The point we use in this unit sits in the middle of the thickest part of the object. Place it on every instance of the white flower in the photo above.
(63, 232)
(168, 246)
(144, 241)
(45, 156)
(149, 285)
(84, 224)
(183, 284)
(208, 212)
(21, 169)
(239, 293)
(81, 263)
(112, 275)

****************************************

TRY IT
Make an exact copy of the whole listing, so that no line is lost.

ANSWER SECTION
The point we use in this unit sits in the middle of the thickest part of the object. Place it on every instance of the white flower in the photo above.
(63, 232)
(168, 246)
(144, 241)
(45, 156)
(149, 285)
(84, 224)
(183, 284)
(208, 212)
(21, 169)
(239, 293)
(81, 263)
(112, 275)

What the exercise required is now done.